Copy out the section of the listing that begins with the line containing "compact form (101,48)." and ends with the final line of the listing, replacing every "SHOULD" with "MUST" and leaving all other text unchanged.

┄┄┄┄┄┄

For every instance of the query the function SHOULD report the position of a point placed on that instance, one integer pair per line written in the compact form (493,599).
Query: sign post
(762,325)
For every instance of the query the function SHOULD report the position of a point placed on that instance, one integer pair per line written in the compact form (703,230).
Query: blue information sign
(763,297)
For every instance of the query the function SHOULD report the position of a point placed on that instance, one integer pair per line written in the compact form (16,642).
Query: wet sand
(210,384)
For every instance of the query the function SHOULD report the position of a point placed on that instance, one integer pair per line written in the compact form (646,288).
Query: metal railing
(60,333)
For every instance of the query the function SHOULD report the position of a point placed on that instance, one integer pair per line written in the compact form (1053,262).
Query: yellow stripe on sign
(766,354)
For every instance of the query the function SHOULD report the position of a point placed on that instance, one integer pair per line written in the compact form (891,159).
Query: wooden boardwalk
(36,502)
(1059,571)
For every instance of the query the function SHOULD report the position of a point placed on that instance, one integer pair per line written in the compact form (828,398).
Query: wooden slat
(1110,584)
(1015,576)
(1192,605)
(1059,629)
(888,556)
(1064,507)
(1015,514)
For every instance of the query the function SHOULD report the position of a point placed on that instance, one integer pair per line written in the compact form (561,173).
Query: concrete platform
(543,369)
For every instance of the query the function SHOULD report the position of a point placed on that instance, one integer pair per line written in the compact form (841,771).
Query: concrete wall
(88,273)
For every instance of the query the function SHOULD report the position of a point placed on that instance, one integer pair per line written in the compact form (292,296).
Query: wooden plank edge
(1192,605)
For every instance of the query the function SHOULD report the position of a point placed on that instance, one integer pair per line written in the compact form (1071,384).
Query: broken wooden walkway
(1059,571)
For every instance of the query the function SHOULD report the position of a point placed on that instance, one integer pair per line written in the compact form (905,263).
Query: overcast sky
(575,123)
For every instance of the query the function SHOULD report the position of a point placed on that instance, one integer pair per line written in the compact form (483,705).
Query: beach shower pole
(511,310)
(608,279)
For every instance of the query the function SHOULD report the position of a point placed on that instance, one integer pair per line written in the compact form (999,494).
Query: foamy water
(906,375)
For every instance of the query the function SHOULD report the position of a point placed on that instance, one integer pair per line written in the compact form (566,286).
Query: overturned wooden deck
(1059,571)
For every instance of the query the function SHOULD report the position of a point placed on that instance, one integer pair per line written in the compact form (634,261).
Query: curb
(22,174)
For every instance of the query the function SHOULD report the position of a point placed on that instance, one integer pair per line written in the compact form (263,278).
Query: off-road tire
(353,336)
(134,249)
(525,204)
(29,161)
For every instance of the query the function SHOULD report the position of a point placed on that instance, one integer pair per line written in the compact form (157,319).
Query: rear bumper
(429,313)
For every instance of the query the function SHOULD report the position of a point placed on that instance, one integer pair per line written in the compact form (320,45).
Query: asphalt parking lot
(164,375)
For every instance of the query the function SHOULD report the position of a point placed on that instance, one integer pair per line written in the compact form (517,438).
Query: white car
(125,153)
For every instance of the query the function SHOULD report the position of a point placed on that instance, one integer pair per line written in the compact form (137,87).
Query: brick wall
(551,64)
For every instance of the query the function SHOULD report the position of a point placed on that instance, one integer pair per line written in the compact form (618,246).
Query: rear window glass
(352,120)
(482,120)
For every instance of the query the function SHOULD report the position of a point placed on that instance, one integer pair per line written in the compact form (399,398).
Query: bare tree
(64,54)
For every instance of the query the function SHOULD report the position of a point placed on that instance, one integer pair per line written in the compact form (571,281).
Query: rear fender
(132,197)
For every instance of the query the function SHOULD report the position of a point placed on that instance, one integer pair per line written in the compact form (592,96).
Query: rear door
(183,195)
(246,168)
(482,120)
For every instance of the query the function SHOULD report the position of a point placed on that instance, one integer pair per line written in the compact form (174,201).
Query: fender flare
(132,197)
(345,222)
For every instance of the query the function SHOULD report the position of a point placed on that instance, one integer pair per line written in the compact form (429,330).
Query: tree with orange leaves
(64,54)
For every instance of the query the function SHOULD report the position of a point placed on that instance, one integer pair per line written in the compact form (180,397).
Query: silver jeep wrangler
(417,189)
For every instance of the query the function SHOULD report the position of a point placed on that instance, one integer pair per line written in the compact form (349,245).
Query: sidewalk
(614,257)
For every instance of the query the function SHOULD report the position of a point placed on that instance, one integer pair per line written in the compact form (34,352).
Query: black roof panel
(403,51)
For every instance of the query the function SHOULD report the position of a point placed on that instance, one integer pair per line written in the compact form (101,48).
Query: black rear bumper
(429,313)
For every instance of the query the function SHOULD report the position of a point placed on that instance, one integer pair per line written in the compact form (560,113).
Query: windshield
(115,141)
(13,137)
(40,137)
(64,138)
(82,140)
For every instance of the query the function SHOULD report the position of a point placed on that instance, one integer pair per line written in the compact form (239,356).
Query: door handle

┄┄┄┄┄┄

§ ANSWER FOR THE TASK:
For every instance of the query the function MUST report the position of a point placed on that instance, one integer pair per line written in the compact form (101,48).
Query: black rear bumper
(429,313)
For every instance of the query the function MUST report the position of a point placed on that instance, one integer pair per line written in the compact form (560,113).
Query: windshield
(115,141)
(13,137)
(40,137)
(64,138)
(82,140)
For every instance of the query the function MUST report the position of a point placed on that instance, one integer pair per line written in the compact form (239,356).
Query: door handle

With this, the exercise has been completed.